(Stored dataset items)

>>>

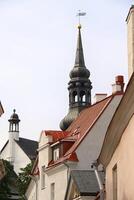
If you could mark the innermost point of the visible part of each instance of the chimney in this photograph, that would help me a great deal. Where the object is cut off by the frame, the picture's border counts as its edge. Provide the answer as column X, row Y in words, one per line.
column 99, row 97
column 130, row 40
column 118, row 86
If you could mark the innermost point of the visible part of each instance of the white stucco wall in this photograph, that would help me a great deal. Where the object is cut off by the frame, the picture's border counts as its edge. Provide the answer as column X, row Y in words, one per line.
column 58, row 176
column 87, row 152
column 20, row 158
column 89, row 149
column 124, row 158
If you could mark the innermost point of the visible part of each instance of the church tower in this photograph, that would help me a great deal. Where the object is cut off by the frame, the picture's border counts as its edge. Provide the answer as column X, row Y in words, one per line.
column 13, row 134
column 79, row 86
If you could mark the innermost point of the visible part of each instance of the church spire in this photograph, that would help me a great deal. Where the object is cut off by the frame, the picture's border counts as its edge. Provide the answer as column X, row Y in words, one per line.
column 79, row 86
column 79, row 59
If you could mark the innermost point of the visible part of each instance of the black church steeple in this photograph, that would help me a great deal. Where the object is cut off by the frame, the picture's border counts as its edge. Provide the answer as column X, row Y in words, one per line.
column 79, row 86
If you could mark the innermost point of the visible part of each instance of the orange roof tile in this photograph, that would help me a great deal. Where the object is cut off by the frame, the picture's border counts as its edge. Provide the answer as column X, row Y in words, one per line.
column 57, row 135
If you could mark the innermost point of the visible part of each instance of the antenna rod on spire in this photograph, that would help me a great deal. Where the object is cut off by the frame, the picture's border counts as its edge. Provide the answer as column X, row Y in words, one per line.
column 79, row 14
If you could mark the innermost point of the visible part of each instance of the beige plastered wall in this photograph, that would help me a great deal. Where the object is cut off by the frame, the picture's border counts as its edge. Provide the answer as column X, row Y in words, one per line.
column 124, row 158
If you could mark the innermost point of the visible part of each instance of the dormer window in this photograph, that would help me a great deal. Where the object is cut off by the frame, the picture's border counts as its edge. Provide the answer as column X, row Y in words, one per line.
column 56, row 154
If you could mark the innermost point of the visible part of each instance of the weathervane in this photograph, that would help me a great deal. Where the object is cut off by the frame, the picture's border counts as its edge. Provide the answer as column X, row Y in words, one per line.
column 79, row 14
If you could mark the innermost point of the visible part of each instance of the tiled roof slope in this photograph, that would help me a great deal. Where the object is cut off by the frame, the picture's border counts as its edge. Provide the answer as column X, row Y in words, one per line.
column 86, row 120
column 28, row 146
column 85, row 181
column 82, row 125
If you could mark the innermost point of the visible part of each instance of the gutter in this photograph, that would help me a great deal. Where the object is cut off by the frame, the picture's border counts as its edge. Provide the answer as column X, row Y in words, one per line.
column 100, row 184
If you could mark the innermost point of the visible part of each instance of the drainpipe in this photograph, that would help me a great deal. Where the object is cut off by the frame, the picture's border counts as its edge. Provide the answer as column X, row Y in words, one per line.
column 36, row 185
column 95, row 167
column 68, row 168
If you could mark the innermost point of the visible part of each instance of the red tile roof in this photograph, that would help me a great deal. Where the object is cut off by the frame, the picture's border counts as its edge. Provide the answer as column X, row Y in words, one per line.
column 80, row 128
column 57, row 135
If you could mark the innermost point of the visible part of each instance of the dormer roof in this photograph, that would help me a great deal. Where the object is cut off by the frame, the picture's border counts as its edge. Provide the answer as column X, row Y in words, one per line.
column 80, row 128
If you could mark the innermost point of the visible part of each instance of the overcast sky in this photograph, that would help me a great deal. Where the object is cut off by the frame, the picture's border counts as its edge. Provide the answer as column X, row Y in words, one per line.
column 37, row 51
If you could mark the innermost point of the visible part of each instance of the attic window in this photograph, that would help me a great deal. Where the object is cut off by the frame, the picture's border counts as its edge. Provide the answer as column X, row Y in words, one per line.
column 56, row 154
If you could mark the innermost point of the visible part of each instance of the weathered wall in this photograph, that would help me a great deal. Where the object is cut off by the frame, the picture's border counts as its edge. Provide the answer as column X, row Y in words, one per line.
column 124, row 158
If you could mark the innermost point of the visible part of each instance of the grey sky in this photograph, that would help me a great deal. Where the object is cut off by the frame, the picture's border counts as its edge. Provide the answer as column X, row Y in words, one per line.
column 37, row 51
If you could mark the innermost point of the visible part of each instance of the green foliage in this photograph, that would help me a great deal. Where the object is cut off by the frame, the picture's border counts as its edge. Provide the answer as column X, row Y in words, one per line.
column 24, row 178
column 6, row 181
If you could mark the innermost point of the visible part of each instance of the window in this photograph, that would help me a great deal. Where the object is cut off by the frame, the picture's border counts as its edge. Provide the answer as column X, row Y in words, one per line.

<<<

## Exercise description
Repeat every line of the data exactly, but do not include pictures.

## Solved exercise
If you could mark the innermost point of the visible part of each instance of the chimney in this photograph, that would help me a great deal. Where the object is cut off by the frame, the picture's border counts as its edge. Provide the answer as column X, row Y in words, one per line.
column 99, row 97
column 130, row 40
column 118, row 86
If you could mark the innermost point of the visible part of each instance of the white stucco wall in this photograph, that would help me a great deal. Where the object is cut off by the frame, the picture's border counts as its edge. Provide the answer as column X, row Y in words, one per line.
column 58, row 176
column 87, row 152
column 20, row 158
column 89, row 149
column 124, row 158
If you could mark the innermost point of the visible part of each instance of the church tower in this photograph, that would help me a great deal. Where the object is cut off by the frame, the picture's border counts as its edge. Provide the answer as column X, row Y in words, one per line.
column 13, row 134
column 79, row 86
If you could mark the innermost point of the visible part of each instance of the church spire in this photograph, that would help me a great deal. Where the object is cut off by the frame, the picture's border counts as its edge. Provide the answer as column X, row Y in words, one per line.
column 79, row 86
column 79, row 59
If you could mark the innermost point of the visible part of each instance of the black church steeple in this photograph, that would help me a great deal. Where the object is cut off by the frame, the picture's border counts as its edge. Provide the answer as column X, row Y in words, one per line.
column 79, row 86
If you could mark the innermost point of the visible part of each instance of the orange roof tile in this photograph, that would help me a great deal. Where the object is cut off by the frame, the picture's border counts as its edge. Provide the answer as column X, row Y in words, one per line.
column 57, row 135
If you could mark the innermost point of the visible part of each instance of the antenna rod on spire in this photograph, that would help me a great deal. Where the object is cut off by the frame, the picture's border counts as its edge. Provide the answer as column X, row Y in words, one per line.
column 79, row 14
If you could mark the innermost point of the visible part of each instance of the beige plastered wall in this photograph, that would help me a great deal. Where the object is cut off by the frame, the picture's border counts as its edge. Provide the answer as column X, row Y in words, one per line.
column 124, row 158
If you could mark the innermost point of the visible part of each instance of the dormer window in this photograph, that would help me a great deal. Where the object is cut off by the frame, the picture's border counts as its edge. Provide the answer as column X, row Y in words, one per line.
column 56, row 154
If you could mark the innermost point of the visible part of each instance of the weathervane in this photograph, that would help me a great deal. Where the object is cut off by the frame, the picture's border counts as its edge. Provide the answer as column X, row Y in words, one per line.
column 79, row 14
If you could mark the innermost point of the visible part of each instance of the tiled roof slope in this photograph, that would help me a great deal. Where the object is cut off by the frame, the picture's border counts as its edge. Provide the answer as column X, row Y in words, one per line.
column 86, row 120
column 28, row 146
column 85, row 181
column 82, row 125
If you could mark the innermost point of the visible part of each instance of the gutter in this photograph, that would help me a great deal. Where the object is cut off by the frame, the picture's border counts as its edge. Provide the answer as column X, row Y in words, one per line.
column 100, row 184
If you could mark the innermost point of the visible part of each instance of the drainpipe in this photograph, that would help me a great deal. Where the object is cut off by the frame, the picture's border counts as its edge. Provide the answer as column X, row Y in words, one per line.
column 36, row 185
column 95, row 167
column 68, row 168
If you could mark the innermost point of the visible part of each instance of the red tile roof in this photograph, that would help me a great deal. Where the object is cut off by the frame, the picture's border counts as its edge. Provide the answer as column X, row Y in words, one per line.
column 80, row 128
column 57, row 135
If you could mark the innermost point of the visible part of each instance of the dormer roof in this photograph, that would help me a great deal. Where the object is cut off by the frame, the picture's border counts as its edge. Provide the answer as column X, row Y in words, one per line.
column 80, row 128
If you could mark the innermost point of the visible part of each instance of the overcast sky in this photograph, that would help me a great deal. Where the object is cut off by the frame, the picture's border counts as its edge. Provide the answer as column X, row Y in words, one per line.
column 37, row 51
If you could mark the innermost point of the visible part of each instance of the attic window in this photograph, that would help me a great deal. Where the object is cut off by the frame, the picture's border counts as its edge. Provide the answer as column X, row Y in words, one per line.
column 56, row 154
If you could mark the innermost point of the visible part of each instance of the weathered wall in this photograph, that would help me a great deal. Where the object is cut off by the frame, the picture's border counts as its edge. Provide the answer as column X, row Y in words, one per line.
column 124, row 158
If you could mark the innermost point of the visible part of each instance of the grey sky in this photograph, that would help me a great deal. Where the object is cut off by the frame, the picture's border counts as its edge. Provide the answer as column X, row Y in words, one per line.
column 37, row 51
If you could mark the innermost point of the visible part of each instance of the green foliage in this photograph, that would help me a great deal. Where the object is cut off by the frame, the picture's border counts as its edge. Provide the answer as column X, row Y in words, one per line.
column 24, row 178
column 6, row 181
If you could mark the innermost point of the visible part of each instance of the window in this photograph, that would help me a great deal. Where the object is cut off by the frame, the picture's border counts as its edge. Provide the answer as column X, row Y in words, one per line.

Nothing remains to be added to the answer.